=== TASK ===
Reproduce the passage of the dual exchange rate press release below word for word, from "Dr. Batra pointed" to "overall trade deficit.", including both of those phrases.

=== TEXT PROVIDED ===
>>>
Dual Exchange Rate Will Revive American Manufacturing, Says Economist

THE WOODLANDS, Texas—(BUSINESS WIRE)—Sept. 1, 2005— International Economist Dr. Ravi Batra, addressing over 200 owners and general managers of U.S. manufacturing companies, proposed the establishment of a dual exchange rate for exported manufactured goods. This action would stop the loss of U.S. manufacturing to countries with low labor costs. Batra spoke at the Global Shop Solutions 2005 Users' Conference August 12 at The Woodlands Resort & Conference Center.

A dual exchange rate, while not a new concept and one used by some developing countries, will make U.S. goods much cheaper for purchase in other countries. This action, applied to exports only, will improve the U.S. economy and cut the trade deficit. There would thus be two dollar-exchange rates, one fixed unilaterally by us would apply to our manufactured exports, and the other set by free markets would apply to all other international transactions.

Dr. Batra explained how the dual exchange rate could work: "For instance, we could unilaterally set the exchange rate at 5 Yuan to the dollar for export of U.S. manufactured goods to China and leave the floating exchange rate of 8.1 Yuan alone for imports, tourism, and other matters. America can import cheap and China can import cheap. This way our export prices could fall by 38 percent in China, which will then sharply increase its U.S. imports. We could take similar action with each country where America has a large trade imbalance. For example, with respect to Japan, with a standard of living much like America, our export exchange rate could be set at 80 Yen to the dollar, and our import of manufactured goods, tourism, and other matters would have a floating exchange rate of 110 Yen to the dollar. We should be proactive with each country to bring our trade in balance while exporting more manufactured goods, and abiding by the spirit of free trade embodied in World Trade Organization agreements. Bringing our trade in balance, now running at a $700 billion deficit, should create seven million-plus high paying jobs and reinvigorate our middle class."

Dr. Batra pointed out that free trade should not mean trade imbalance. Other developed countries with high wages, such as Japan and Europe, do not have trade deficits. Countries with a declining manufacturing base have an overall trade deficit.

Dr. Batra presented charts and facts showing how American manufacturing grew and flourished when tariffs existed, starting in the early 1800's. He illustrated how an area of the country becomes much poorer when manufacturing decreases. American manufacturing employment peaked in 1970 at a little over 21 million. In 2004, manufacturing employment was down to 14.8 million, about 11% of non-farm employment. Tariffs are not acceptable today, but many countries have fixed exchange rates at low levels to stimulate their exports. According to Dr. Batra, the United States should do the same.

About Dr. Ravi Batra:

Dr. Ravi Batra is the author of six international bestsellers. He has appeared on NBC, CNN, ABC, and CNBC and has been profiled in the New York Times, Time, Newsweek, and many more. In 1990, he was awarded a medal of the Italian Senate for his contributions in economics. Dr. Batra is Professor of Economics at Southern Methodist University, Dallas.
<<<
=== INFORMATION SHOWN ===
>>>
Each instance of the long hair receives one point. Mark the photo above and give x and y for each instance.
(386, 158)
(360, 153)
<<<
=== RESULT OF THE EXERCISE ===
Dr. Batra pointed out that free trade should not mean trade imbalance. Other developed countries with high wages, such as Japan and Europe, do not have trade deficits. Countries with a declining manufacturing base have an overall trade deficit.